| Do this |
Please filter the records below and copy out every line that contains the word "dark". Matching is case-sensitive.

| Records shown |
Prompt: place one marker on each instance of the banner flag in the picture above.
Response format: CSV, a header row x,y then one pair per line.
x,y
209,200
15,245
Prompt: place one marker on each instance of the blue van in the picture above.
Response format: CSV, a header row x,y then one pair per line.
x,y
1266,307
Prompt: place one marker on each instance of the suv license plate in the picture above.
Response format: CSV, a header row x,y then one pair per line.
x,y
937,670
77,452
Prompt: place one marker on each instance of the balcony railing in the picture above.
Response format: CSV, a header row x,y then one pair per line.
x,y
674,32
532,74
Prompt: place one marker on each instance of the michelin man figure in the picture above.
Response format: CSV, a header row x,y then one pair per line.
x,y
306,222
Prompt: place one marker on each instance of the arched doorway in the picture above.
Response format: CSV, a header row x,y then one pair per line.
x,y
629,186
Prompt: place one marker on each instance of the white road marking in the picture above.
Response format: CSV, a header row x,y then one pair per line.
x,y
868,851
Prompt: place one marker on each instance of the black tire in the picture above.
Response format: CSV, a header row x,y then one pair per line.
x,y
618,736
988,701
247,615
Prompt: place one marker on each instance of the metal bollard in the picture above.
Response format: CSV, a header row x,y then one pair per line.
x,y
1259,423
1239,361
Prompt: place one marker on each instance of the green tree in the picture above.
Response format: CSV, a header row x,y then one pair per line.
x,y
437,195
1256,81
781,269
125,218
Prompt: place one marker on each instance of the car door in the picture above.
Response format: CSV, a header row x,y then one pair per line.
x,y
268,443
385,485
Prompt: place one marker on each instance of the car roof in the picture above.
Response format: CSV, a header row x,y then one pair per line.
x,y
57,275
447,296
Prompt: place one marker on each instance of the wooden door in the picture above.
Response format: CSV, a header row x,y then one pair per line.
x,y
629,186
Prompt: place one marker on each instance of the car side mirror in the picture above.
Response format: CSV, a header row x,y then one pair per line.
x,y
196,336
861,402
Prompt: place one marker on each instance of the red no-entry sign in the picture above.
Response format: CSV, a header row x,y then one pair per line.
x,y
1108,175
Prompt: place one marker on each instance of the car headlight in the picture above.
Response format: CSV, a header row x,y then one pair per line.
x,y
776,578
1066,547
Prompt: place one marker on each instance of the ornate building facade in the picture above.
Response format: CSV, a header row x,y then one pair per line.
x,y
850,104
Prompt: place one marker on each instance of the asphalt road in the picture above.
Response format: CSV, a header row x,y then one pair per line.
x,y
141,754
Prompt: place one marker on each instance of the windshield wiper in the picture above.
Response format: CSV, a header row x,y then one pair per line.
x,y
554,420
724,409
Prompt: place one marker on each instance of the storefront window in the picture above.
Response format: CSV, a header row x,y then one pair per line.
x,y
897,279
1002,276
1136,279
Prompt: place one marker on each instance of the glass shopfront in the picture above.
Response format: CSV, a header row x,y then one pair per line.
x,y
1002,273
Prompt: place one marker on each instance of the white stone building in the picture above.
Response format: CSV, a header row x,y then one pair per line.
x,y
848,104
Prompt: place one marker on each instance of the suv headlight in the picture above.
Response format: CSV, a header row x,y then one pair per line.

--

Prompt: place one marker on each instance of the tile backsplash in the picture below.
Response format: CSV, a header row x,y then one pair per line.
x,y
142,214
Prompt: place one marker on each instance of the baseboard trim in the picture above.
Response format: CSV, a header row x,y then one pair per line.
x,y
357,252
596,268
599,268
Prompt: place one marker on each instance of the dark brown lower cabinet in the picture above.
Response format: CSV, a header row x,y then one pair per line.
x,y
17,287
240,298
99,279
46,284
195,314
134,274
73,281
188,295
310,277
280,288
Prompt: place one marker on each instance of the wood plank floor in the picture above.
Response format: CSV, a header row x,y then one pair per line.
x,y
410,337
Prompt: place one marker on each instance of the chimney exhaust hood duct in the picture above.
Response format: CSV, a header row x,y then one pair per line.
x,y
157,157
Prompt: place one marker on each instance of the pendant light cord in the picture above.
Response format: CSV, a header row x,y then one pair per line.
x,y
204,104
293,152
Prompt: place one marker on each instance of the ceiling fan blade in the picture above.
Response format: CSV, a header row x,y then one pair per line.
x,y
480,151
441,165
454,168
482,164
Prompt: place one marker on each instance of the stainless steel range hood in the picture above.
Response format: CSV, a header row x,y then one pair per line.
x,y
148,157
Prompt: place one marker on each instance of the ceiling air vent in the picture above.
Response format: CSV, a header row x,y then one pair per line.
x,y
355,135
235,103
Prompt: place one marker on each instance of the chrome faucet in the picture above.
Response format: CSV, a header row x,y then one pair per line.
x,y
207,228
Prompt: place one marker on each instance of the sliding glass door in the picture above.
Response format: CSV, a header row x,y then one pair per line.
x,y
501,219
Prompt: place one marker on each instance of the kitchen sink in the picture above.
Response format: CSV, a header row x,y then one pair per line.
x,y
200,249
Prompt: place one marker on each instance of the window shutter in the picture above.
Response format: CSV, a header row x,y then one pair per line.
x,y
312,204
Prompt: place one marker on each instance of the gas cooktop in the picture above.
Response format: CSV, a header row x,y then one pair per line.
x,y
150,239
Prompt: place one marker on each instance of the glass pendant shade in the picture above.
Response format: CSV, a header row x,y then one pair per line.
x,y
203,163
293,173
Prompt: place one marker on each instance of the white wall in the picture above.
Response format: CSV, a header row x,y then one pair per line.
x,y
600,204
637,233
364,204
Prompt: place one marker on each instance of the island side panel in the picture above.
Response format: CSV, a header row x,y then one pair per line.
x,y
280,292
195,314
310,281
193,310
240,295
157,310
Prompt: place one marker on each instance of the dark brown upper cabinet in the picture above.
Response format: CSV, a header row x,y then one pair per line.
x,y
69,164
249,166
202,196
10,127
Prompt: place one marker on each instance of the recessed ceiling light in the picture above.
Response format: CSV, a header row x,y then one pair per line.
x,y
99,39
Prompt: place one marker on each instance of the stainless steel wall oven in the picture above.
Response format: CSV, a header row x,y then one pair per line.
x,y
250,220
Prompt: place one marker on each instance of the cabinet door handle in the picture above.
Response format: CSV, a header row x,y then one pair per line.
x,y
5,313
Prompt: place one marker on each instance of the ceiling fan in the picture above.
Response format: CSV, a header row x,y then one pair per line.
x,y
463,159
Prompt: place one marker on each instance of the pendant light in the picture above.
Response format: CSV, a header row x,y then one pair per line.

...

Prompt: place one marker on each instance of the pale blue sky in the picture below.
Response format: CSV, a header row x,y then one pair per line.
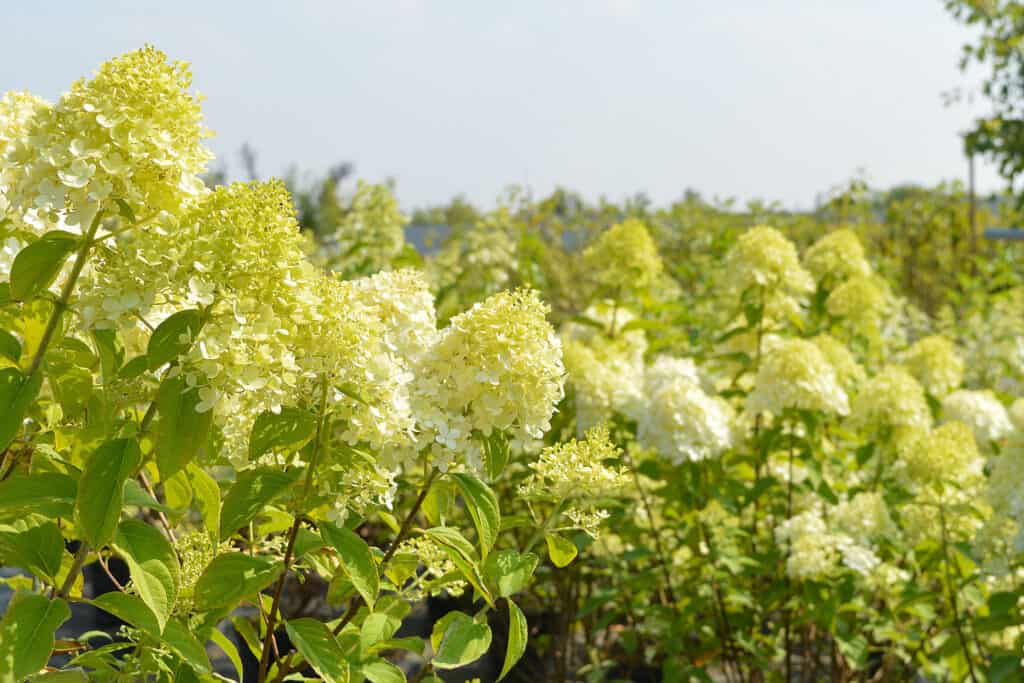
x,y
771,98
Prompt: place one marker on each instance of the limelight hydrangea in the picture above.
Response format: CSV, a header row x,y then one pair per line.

| Complete output |
Prompt: place one marker on each instance of the dark brown lower cabinet in the picture above.
Prompt: place one marker on each instance of the dark brown upper cabinet in the picture above.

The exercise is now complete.